» **Data excerpts**
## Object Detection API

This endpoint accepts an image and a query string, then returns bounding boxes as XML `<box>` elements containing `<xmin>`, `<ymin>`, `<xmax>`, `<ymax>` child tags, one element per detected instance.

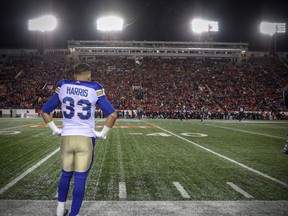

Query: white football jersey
<box><xmin>56</xmin><ymin>80</ymin><xmax>105</xmax><ymax>137</ymax></box>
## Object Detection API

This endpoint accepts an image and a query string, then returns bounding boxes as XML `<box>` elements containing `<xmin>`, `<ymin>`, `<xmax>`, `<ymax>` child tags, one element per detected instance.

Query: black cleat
<box><xmin>56</xmin><ymin>209</ymin><xmax>68</xmax><ymax>216</ymax></box>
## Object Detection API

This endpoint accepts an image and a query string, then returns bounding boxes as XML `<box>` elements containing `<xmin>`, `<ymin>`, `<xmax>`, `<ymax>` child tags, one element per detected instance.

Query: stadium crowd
<box><xmin>0</xmin><ymin>55</ymin><xmax>288</xmax><ymax>119</ymax></box>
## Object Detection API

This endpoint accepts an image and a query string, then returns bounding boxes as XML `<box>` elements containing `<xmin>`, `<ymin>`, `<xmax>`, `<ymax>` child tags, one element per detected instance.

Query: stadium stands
<box><xmin>0</xmin><ymin>53</ymin><xmax>288</xmax><ymax>119</ymax></box>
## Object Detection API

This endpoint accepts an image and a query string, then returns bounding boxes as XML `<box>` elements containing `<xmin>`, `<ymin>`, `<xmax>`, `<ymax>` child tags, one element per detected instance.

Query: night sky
<box><xmin>0</xmin><ymin>0</ymin><xmax>288</xmax><ymax>51</ymax></box>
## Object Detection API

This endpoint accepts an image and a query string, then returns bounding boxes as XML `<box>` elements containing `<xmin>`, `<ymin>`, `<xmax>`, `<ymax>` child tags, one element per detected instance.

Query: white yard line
<box><xmin>144</xmin><ymin>121</ymin><xmax>288</xmax><ymax>187</ymax></box>
<box><xmin>205</xmin><ymin>124</ymin><xmax>286</xmax><ymax>140</ymax></box>
<box><xmin>119</xmin><ymin>182</ymin><xmax>127</xmax><ymax>199</ymax></box>
<box><xmin>226</xmin><ymin>182</ymin><xmax>254</xmax><ymax>199</ymax></box>
<box><xmin>0</xmin><ymin>148</ymin><xmax>60</xmax><ymax>194</ymax></box>
<box><xmin>173</xmin><ymin>182</ymin><xmax>190</xmax><ymax>199</ymax></box>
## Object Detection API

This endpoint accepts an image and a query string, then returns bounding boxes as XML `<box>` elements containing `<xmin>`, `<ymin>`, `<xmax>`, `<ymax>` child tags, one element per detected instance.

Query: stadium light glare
<box><xmin>28</xmin><ymin>15</ymin><xmax>57</xmax><ymax>32</ymax></box>
<box><xmin>97</xmin><ymin>16</ymin><xmax>123</xmax><ymax>31</ymax></box>
<box><xmin>192</xmin><ymin>19</ymin><xmax>219</xmax><ymax>33</ymax></box>
<box><xmin>260</xmin><ymin>22</ymin><xmax>286</xmax><ymax>36</ymax></box>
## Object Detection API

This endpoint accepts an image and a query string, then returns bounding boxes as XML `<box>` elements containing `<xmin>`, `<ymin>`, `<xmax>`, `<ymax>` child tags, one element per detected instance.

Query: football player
<box><xmin>41</xmin><ymin>63</ymin><xmax>117</xmax><ymax>216</ymax></box>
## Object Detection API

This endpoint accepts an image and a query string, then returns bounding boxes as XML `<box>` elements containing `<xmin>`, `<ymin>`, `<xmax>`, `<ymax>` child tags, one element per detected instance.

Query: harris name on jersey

» **Written problem**
Find every line in the records above that contains the word "white", and copy each of those lines.

» **Answer to this exercise**
Query: white football jersey
Query: white yard line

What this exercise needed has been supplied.